• _What is expected_:
Transcribe the data that follows, exactly and in full.

• _Dataset records_:
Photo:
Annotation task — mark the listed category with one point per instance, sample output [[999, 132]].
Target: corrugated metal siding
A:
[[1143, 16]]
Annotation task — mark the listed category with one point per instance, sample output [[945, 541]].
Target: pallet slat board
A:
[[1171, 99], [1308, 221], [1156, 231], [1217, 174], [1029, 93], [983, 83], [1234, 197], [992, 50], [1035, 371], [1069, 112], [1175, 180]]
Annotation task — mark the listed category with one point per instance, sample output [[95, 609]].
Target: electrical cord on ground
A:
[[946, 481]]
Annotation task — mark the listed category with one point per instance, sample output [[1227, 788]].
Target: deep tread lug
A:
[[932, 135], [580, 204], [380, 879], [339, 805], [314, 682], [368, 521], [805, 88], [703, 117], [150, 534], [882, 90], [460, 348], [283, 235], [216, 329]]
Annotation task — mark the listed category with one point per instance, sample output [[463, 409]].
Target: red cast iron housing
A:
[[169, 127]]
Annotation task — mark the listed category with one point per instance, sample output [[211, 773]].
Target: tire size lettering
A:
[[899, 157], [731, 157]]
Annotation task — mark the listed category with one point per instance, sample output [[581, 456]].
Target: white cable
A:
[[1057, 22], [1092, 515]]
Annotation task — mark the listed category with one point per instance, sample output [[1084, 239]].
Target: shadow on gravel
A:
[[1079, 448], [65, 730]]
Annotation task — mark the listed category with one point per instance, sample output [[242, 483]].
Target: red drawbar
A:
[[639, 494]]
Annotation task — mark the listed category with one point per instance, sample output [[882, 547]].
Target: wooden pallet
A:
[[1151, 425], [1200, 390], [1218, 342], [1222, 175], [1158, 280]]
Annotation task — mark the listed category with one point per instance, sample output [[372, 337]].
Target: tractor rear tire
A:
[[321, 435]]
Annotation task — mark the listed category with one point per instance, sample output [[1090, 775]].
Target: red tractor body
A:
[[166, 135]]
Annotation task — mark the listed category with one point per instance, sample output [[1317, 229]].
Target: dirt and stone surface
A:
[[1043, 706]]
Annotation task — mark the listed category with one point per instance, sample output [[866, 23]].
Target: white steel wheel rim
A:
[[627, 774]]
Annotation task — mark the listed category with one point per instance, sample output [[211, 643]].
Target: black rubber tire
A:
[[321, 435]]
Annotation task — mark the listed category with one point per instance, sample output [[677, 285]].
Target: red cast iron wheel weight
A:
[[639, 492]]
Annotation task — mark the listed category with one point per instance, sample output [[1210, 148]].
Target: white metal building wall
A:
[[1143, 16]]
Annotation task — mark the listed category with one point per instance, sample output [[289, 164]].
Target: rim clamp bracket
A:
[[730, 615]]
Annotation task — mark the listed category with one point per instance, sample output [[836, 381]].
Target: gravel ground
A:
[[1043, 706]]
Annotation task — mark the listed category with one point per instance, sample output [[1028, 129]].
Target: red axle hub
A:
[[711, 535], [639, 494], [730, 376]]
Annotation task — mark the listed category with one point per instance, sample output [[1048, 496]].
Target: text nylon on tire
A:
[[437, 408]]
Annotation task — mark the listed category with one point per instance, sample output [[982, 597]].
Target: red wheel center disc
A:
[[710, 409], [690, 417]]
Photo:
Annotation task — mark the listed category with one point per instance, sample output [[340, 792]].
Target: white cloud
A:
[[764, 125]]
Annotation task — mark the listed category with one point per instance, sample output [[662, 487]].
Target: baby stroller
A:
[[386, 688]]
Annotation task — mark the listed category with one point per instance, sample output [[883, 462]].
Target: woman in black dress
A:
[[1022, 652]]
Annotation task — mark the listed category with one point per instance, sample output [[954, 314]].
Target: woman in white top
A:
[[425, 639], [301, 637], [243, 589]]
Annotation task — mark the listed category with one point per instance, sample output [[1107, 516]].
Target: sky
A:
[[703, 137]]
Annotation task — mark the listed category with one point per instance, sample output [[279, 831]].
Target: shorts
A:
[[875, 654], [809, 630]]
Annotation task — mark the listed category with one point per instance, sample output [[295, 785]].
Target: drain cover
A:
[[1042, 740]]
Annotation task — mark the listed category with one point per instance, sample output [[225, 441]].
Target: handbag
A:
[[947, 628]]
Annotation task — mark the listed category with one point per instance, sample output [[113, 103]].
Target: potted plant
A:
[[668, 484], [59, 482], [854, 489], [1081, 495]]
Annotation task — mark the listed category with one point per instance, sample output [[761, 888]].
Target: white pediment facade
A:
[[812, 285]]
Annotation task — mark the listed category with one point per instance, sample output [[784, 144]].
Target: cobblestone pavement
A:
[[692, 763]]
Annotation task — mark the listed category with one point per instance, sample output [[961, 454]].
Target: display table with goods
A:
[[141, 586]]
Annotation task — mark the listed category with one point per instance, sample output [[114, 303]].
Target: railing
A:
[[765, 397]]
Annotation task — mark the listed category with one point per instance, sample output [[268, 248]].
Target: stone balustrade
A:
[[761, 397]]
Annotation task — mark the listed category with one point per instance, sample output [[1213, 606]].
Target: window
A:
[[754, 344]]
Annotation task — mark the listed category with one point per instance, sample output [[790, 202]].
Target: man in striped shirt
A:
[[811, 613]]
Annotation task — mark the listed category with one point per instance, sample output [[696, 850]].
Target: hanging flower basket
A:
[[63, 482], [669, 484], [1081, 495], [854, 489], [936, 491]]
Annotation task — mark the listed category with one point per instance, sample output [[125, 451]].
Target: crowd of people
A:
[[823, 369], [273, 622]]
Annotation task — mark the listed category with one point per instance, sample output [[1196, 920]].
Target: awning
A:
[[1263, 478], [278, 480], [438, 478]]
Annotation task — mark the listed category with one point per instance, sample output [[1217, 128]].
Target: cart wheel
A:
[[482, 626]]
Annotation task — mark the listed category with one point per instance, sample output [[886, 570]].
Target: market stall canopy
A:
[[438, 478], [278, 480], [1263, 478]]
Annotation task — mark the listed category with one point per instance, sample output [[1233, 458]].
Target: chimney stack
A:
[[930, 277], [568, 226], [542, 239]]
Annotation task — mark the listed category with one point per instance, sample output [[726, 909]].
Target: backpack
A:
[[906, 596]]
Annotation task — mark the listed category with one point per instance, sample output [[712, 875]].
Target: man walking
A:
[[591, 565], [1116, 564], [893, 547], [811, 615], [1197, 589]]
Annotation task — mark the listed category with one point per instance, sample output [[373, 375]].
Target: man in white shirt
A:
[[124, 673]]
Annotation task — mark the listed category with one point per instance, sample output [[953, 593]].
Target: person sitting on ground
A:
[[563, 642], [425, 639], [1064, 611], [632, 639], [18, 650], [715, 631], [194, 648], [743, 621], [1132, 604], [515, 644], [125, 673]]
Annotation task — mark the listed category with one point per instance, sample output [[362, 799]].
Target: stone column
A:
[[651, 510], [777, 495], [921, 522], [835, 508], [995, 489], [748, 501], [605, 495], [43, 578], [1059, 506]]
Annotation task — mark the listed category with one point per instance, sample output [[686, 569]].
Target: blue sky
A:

• _Response to this task_:
Photo:
Annotation task — mark the listed category with one point per instance, sample output [[999, 132]].
Target: corrugated metal siding
A:
[[1143, 16]]
Annotation task — mark the listed category with one point per instance, sample output [[945, 541]].
Target: pallet slat board
A:
[[1171, 99], [1308, 221], [1156, 231], [1217, 174], [1029, 93], [983, 83], [1234, 197], [992, 50], [1035, 371], [1069, 112], [1175, 180]]
Annotation task — mark the listed category with one point per instance, sample output [[95, 609]].
Target: electrical cord on ground
A:
[[946, 481]]
Annotation task — mark the listed category with one point per instance, sample output [[1227, 788]].
Target: deep tread lug
A:
[[932, 135], [580, 204], [380, 879], [339, 805], [314, 682], [368, 521], [805, 88], [703, 117], [150, 534], [882, 90], [460, 348], [283, 235], [216, 329]]
Annotation task — mark the listed category with one point per instance, sample output [[463, 409]].
Target: red cast iron housing
A:
[[169, 127]]
Annotation task — mark the listed category with one point per instance, sample output [[211, 773]].
Target: tire size lettering
A:
[[899, 157], [731, 157]]
Annotation task — mark the listed category with one point per instance, sample output [[581, 456]].
Target: white cable
A:
[[1057, 22], [1092, 515]]
Annotation task — mark the listed category with one point per instance, sample output [[1084, 239]].
Target: shadow on gravel
A:
[[1079, 448], [65, 730]]
Annotation task — mark the listed category with one point per instance, sample output [[242, 483]].
Target: red drawbar
A:
[[639, 494]]
Annotation task — mark the listed category with one point per instance, sample output [[882, 547]].
Target: wooden pallet
A:
[[1151, 425], [1200, 390], [1218, 342], [1222, 175], [1158, 280]]
Annotation task — mark the listed category with one point per instance, sample output [[372, 337]].
Target: tractor rear tire
A:
[[321, 435]]
Annotation task — mark the listed category with one point per instance, sample output [[1090, 775]].
Target: red tractor body
A:
[[166, 135]]
Annotation task — mark the listed category with one point per instance, sample output [[1317, 229]].
Target: dirt and stone surface
A:
[[1043, 706]]
Annotation task — mark the listed category with one point per instance, sample output [[866, 23]].
Target: white steel wheel rim
A:
[[627, 774]]
Annotation task — mark the listed category with one point per instance, sample output [[211, 643]].
Target: black rubber tire
A:
[[321, 435]]
Annotation task — mark the listed category with one point per instance, sample output [[677, 285]].
Target: red cast iron wheel weight
A:
[[639, 492]]
Annotation task — mark the listed category with one point per instance, sample output [[1210, 148]].
Target: white metal building wall
A:
[[1143, 16]]
Annotation task — mark the listed category with one point per instance, sample output [[289, 164]].
Target: rim clamp bracket
A:
[[730, 615]]
Annotation task — mark the listed category with one point per instance, sample output [[836, 381]].
Target: gravel ground
A:
[[1043, 706]]
Annotation task — mark the listed category with one point per instance, sample output [[1028, 129]].
Target: red axle hub
A:
[[711, 535], [639, 494], [730, 376]]
Annotation task — mark the listed category with one point per instance, sample output [[1048, 496]].
Target: text nylon on tire
A:
[[437, 408]]
Annotation task — mark the listed category with one point per instance, sample output [[982, 597]].
Target: red wheel center disc
A:
[[710, 409], [690, 417]]
Photo:
Annotation task — mark the listed category with one point per instance, sample output [[340, 792]].
Target: white cloud
A:
[[764, 125]]
Annotation task — mark the listed category with one point per instance, sample output [[662, 487]].
Target: baby stroller
A:
[[386, 688]]
Annotation task — mark the listed category with one point per instance, sample output [[883, 462]].
Target: woman in black dress
A:
[[1022, 652]]
Annotation task — mark the listed category with one point per instance, sample output [[954, 314]].
Target: woman in white top
A:
[[425, 639], [301, 637], [243, 589]]
Annotation task — mark the listed category with one point per instance, sample output [[1107, 516]].
Target: sky
A:
[[703, 137]]
Annotation task — mark the listed category with one point per instance, sample output [[279, 831]].
Target: shorts
A:
[[875, 654], [809, 630]]
Annotation task — mark the listed category with one point per instance, sample output [[295, 785]].
Target: drain cover
A:
[[1042, 740]]
Annotation task — mark the listed category with one point per instance, sample output [[225, 441]].
Target: handbag
A:
[[947, 628]]
Annotation task — mark the listed category with one point per instance, sample output [[113, 103]].
Target: potted plant
A:
[[668, 484], [59, 482], [854, 489], [1081, 495]]
Annotation task — mark the listed category with one point per instance, sample output [[761, 888]].
Target: white pediment facade
A:
[[812, 285]]
Annotation task — mark the listed category with one point per instance, sample output [[784, 144]].
Target: cobblestone pavement
A:
[[692, 763]]
Annotation task — mark the listed category with one point per instance, sample output [[961, 454]].
Target: display table with goods
A:
[[141, 586]]
Annotation task — mark the listed category with one point per instance, sample output [[114, 303]].
Target: railing
A:
[[765, 397]]
Annotation task — mark the listed category with one point per instance, sample output [[268, 248]].
Target: stone balustrade
A:
[[761, 397]]
Annotation task — mark the listed category with one point per instance, sample output [[1213, 606]].
Target: window
A:
[[754, 344]]
Annotation task — mark the listed category with one point per instance, sample output [[790, 202]].
Target: man in striped shirt
A:
[[811, 613]]
Annotation task — mark the listed category with one point per instance, sample output [[696, 850]].
Target: hanging flower basket
A:
[[63, 482], [669, 484], [1081, 495], [854, 489], [936, 491]]
Annotation task — mark the listed category with one point per instance, sample output [[125, 451]].
Target: crowd of people
A:
[[823, 369], [273, 622]]
Annotation task — mark the listed category with one point per instance, sample output [[1196, 920]].
Target: awning
A:
[[1263, 478], [278, 480], [438, 478]]
Annotation task — mark the listed category with one point per instance, sample output [[1217, 128]].
Target: cart wheel
A:
[[482, 626]]
Annotation task — mark the listed category with one point per instance, sample output [[886, 570]].
Target: market stall canopy
A:
[[438, 478], [278, 480], [1263, 478]]
Annotation task — mark the listed category with one point per instance, sample output [[1233, 458]].
Target: chimney stack
A:
[[930, 277], [568, 226], [542, 239]]
Annotation task — mark the listed category with one point per instance, sample output [[726, 909]].
Target: backpack
A:
[[906, 596]]
Annotation task — mark the listed category with one point per instance, sample output [[712, 875]].
Target: man walking
A:
[[591, 565], [1116, 564], [893, 547], [811, 615], [1197, 589]]
Annotation task — mark the listed category with one point per instance, sample output [[373, 375]].
Target: man in white shirt
A:
[[124, 673]]
Annotation task — mark the listed category with one point per instance, sample output [[953, 593]].
Target: person sitting on ground
A:
[[563, 642], [425, 639], [1064, 611], [632, 639], [18, 650], [715, 631], [194, 648], [743, 621], [1132, 604], [515, 644], [125, 673]]
Annotation task — mark the listed category with one point per instance, sample output [[362, 799]].
Target: stone column
A:
[[651, 510], [777, 495], [921, 522], [835, 508], [995, 489], [748, 501], [605, 495], [43, 578], [1059, 506]]
Annotation task — mark the listed category with one point per instance, sample output [[686, 569]].
Target: blue sky
A:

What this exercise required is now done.